----- Supplied entries

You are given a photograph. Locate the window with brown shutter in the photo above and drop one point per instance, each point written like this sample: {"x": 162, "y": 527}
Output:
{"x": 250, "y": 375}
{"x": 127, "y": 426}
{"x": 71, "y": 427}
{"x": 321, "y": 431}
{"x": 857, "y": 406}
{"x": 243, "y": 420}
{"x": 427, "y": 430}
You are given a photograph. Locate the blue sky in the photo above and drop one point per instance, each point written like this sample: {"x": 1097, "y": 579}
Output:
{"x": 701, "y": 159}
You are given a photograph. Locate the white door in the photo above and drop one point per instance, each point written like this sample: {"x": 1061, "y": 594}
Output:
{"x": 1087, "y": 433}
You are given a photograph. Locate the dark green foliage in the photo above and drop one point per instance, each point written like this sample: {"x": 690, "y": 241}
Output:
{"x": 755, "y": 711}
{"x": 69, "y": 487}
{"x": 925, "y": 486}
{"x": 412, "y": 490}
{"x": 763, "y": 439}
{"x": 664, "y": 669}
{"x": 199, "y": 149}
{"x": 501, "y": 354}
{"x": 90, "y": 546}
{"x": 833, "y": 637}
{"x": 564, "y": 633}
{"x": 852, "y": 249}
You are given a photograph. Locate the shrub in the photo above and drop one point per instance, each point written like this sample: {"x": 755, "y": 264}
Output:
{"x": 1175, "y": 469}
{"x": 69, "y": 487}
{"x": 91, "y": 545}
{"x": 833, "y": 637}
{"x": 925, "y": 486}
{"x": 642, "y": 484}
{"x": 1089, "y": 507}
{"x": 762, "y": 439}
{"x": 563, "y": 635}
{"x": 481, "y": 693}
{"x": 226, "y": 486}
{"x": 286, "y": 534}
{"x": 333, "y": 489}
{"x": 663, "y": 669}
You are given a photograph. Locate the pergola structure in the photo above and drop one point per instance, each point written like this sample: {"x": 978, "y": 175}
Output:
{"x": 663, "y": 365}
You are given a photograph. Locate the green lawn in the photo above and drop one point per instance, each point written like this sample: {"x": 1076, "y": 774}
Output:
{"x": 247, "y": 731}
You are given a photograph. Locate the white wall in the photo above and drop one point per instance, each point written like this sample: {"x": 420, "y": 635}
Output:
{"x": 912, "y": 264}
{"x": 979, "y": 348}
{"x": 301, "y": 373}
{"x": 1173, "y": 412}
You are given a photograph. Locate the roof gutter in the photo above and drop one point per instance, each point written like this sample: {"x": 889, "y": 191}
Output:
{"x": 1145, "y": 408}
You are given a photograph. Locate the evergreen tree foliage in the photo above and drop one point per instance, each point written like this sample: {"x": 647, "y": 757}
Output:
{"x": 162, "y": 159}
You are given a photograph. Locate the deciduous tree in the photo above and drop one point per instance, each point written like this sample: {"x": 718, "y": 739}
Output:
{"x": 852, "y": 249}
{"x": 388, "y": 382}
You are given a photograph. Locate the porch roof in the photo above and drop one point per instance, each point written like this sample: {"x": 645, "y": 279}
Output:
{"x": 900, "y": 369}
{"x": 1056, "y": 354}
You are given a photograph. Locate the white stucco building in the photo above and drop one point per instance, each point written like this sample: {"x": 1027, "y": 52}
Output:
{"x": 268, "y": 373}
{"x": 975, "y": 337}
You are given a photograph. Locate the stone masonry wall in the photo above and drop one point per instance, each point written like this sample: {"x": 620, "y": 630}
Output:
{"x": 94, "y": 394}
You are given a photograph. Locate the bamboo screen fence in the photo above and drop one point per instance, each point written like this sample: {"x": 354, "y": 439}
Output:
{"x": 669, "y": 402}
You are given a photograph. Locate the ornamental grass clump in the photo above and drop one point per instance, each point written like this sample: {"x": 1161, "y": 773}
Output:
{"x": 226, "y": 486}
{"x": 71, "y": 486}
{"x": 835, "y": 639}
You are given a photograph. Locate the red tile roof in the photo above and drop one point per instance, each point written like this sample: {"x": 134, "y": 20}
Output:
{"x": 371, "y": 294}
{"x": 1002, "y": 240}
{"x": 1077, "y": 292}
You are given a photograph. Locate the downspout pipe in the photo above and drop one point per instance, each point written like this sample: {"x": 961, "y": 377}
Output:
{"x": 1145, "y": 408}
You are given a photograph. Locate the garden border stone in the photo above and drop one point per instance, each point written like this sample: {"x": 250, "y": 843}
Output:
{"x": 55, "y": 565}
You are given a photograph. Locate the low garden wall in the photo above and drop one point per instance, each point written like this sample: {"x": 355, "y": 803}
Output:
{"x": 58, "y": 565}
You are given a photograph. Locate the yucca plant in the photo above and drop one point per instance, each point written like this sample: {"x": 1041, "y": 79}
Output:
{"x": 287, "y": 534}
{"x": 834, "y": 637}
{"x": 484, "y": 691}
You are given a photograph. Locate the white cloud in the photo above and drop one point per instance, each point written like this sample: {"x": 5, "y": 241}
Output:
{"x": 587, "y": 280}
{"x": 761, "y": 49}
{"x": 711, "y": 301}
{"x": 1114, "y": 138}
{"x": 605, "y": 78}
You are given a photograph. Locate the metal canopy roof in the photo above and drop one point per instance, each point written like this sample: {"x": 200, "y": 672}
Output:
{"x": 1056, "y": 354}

----------
----- Supplied entries

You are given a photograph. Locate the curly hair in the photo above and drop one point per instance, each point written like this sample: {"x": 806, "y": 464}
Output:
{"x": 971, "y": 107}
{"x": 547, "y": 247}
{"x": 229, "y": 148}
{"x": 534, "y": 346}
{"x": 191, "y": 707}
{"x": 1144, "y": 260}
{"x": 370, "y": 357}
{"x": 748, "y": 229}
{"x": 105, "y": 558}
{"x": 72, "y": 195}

----------

Set exercise: Copy out every line of the rows above that contains the word "stone".

Answer to the problem:
You are given a photograph. Locate the stone masonry wall in the photo above and drop one point per instance, each point written like this sample: {"x": 620, "y": 630}
You are given a photograph. Locate the garden border stone in the photo above and drop one point per instance, each point written like this sample: {"x": 250, "y": 843}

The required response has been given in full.